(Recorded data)
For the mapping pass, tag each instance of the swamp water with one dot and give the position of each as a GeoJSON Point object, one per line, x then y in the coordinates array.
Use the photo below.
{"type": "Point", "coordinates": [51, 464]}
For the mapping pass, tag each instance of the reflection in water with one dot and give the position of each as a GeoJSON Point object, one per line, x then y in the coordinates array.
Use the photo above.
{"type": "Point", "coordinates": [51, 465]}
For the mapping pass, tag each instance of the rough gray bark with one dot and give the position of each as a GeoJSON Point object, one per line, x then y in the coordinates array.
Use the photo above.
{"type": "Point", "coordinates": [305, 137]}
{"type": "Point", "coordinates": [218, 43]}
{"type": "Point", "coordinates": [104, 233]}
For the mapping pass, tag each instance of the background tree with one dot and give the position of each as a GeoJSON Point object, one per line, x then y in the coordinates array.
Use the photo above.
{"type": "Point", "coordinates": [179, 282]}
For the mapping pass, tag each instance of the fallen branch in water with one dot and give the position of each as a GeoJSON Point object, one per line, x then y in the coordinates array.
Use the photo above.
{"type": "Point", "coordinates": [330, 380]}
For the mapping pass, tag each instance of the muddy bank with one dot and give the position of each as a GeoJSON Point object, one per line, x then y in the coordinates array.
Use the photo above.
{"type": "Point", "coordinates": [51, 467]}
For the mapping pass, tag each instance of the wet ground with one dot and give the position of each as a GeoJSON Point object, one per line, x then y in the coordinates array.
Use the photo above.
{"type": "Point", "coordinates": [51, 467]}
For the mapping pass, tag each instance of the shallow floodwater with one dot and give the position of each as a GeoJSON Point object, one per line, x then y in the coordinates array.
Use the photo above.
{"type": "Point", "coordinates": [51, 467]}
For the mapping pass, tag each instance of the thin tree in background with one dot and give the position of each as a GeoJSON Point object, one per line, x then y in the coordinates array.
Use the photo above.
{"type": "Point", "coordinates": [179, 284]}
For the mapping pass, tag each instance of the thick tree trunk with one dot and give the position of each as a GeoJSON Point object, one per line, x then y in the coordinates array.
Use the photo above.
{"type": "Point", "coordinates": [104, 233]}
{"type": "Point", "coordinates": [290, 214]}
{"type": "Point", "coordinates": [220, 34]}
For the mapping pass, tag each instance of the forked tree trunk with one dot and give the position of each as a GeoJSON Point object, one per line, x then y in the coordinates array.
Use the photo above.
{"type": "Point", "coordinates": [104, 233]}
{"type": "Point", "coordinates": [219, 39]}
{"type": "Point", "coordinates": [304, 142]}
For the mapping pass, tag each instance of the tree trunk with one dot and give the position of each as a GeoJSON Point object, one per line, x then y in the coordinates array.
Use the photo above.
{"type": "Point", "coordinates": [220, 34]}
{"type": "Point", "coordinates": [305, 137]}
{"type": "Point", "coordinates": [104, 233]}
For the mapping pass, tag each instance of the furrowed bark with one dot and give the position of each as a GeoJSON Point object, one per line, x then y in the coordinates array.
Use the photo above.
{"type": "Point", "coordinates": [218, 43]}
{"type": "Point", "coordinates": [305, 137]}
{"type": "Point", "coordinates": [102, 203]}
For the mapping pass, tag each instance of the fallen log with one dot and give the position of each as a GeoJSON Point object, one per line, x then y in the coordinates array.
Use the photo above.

» **PROBLEM STATEMENT**
Extract all lines as given.

» **TASK ANSWER**
For the mapping pass, tag each instance of the swamp water with one dot and give the position of each as a GeoJSON Point object, one per line, x then y in the coordinates array.
Use the photo below.
{"type": "Point", "coordinates": [51, 464]}
For the mapping pass, tag each instance of the reflection in water with one dot and give the position of each as a GeoJSON Point object, one per line, x then y in the coordinates array.
Use the photo above.
{"type": "Point", "coordinates": [51, 465]}
For the mapping pass, tag each instance of the rough gray bark with one dot and give the position of each as a GeoJSON Point object, one per line, x then y in the coordinates array.
Use the photo above.
{"type": "Point", "coordinates": [305, 137]}
{"type": "Point", "coordinates": [218, 43]}
{"type": "Point", "coordinates": [104, 233]}
For the mapping pass, tag each instance of the background tree with one dot and give the position of each as a GeoJSON Point object, one per line, x then y in the coordinates array.
Use the photo above.
{"type": "Point", "coordinates": [179, 282]}
For the mapping pass, tag each instance of the fallen branch in water with one dot and give the position of each as a GeoJSON Point object, one per line, x then y in the coordinates array.
Use the photo above.
{"type": "Point", "coordinates": [330, 380]}
For the mapping pass, tag each instance of the muddy bank with one dot and give the position of each as a GeoJSON Point object, one per line, x then y in the coordinates array.
Use the photo above.
{"type": "Point", "coordinates": [51, 467]}
For the mapping pass, tag each instance of the wet ground with one dot and give the position of each as a GeoJSON Point object, one per line, x then y in the coordinates array.
Use the photo above.
{"type": "Point", "coordinates": [51, 467]}
For the mapping pass, tag each instance of the shallow floodwater with one dot and give the position of each as a GeoJSON Point object, one per line, x then y in the coordinates array.
Use the photo above.
{"type": "Point", "coordinates": [51, 467]}
For the mapping pass, tag each instance of the thin tree in background with one dot and give the position of each as a GeoJSON Point object, one per line, x then y in the coordinates array.
Use the photo above.
{"type": "Point", "coordinates": [179, 284]}
For the mapping pass, tag each instance of the thick tree trunk with one dot and give the position of each as a GeoJSON Point object, one per line, x then y in the coordinates array.
Use the photo above.
{"type": "Point", "coordinates": [104, 233]}
{"type": "Point", "coordinates": [290, 214]}
{"type": "Point", "coordinates": [220, 34]}
For the mapping pass, tag each instance of the forked tree trunk with one dot and give the position of each as a GeoJSON Point object, one per line, x then y in the coordinates array.
Use the photo above.
{"type": "Point", "coordinates": [104, 233]}
{"type": "Point", "coordinates": [219, 39]}
{"type": "Point", "coordinates": [304, 142]}
For the mapping pass, tag each instance of the tree trunk with one dot and give the position of each as a GeoJSON Point object, one per line, x then y in the coordinates array.
Use the photo above.
{"type": "Point", "coordinates": [220, 34]}
{"type": "Point", "coordinates": [305, 137]}
{"type": "Point", "coordinates": [104, 233]}
For the mapping pass, tag each instance of the furrowed bark with one dot and give the position of each as a GeoJSON Point object, one per line, x then y in the coordinates array.
Use the photo above.
{"type": "Point", "coordinates": [218, 43]}
{"type": "Point", "coordinates": [305, 137]}
{"type": "Point", "coordinates": [102, 203]}
For the mapping pass, tag each instance of the fallen log with one dot and give the position of each as a GeoJSON Point object, one per line, x then y in the coordinates array.
Use the photo above.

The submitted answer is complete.